Gather every line of the rows below that contains the word "parked". Case counts.

▶ **EXTRACTED ENTRIES**:
☆ ☆ ☆ ☆ ☆

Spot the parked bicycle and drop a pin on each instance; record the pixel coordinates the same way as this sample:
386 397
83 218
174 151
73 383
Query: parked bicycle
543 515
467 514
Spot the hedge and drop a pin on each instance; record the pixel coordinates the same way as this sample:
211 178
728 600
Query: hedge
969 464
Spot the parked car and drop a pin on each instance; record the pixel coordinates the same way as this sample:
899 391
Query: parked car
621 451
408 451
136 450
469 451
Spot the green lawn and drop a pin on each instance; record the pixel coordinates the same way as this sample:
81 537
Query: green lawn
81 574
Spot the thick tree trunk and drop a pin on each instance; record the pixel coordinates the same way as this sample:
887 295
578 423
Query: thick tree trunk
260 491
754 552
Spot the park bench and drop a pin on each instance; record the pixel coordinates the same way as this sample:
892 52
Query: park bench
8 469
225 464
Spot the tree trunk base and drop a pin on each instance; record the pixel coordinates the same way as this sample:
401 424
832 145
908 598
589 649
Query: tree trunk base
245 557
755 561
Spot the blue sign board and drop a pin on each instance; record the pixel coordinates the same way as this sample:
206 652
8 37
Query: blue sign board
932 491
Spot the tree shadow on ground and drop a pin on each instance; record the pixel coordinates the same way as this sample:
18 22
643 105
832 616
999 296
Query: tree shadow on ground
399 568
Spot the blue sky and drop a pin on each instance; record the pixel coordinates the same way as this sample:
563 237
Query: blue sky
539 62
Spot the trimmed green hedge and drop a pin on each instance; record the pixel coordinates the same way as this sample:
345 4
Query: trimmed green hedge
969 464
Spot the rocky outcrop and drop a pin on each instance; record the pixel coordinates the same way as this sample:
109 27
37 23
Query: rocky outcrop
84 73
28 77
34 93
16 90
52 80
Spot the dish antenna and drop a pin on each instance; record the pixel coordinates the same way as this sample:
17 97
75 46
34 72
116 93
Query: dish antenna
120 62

☆ ☆ ☆ ☆ ☆

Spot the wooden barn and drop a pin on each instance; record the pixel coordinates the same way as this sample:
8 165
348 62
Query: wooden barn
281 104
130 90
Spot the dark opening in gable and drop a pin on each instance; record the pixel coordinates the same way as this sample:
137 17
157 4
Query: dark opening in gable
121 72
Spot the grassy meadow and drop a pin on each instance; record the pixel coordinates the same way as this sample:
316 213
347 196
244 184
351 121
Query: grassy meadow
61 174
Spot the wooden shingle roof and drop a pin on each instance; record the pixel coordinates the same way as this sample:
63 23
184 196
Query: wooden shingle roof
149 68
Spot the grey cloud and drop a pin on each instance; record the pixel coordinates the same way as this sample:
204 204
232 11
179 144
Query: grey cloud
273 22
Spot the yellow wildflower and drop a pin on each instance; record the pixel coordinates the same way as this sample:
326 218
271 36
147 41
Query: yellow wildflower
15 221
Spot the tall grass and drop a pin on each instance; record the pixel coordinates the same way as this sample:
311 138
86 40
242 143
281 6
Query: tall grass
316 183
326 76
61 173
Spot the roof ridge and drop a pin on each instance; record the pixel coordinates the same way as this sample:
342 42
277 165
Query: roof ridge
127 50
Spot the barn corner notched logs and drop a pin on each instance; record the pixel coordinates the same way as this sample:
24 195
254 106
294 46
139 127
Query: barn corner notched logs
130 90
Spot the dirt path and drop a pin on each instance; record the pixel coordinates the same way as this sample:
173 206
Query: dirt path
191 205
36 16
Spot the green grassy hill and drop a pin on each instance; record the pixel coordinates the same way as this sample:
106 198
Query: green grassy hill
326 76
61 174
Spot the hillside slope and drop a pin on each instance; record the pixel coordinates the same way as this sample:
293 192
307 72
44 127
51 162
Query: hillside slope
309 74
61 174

☆ ☆ ☆ ☆ ☆

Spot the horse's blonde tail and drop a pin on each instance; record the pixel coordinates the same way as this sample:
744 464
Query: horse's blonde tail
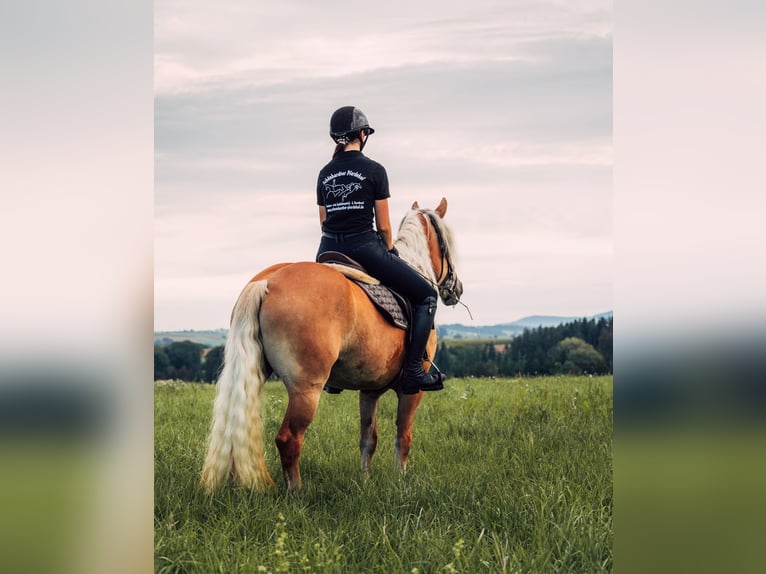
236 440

☆ ☆ ☆ ☆ ☆

▶ **THE RESPONSE**:
Spot the parked bicycle and drop a pin on each instance; record the pixel coordinates the same way as this sample:
Query: parked bicycle
Spot the parked car and drop a pin on each instance; record the pixel coordinates the same way as this sample:
Query: parked car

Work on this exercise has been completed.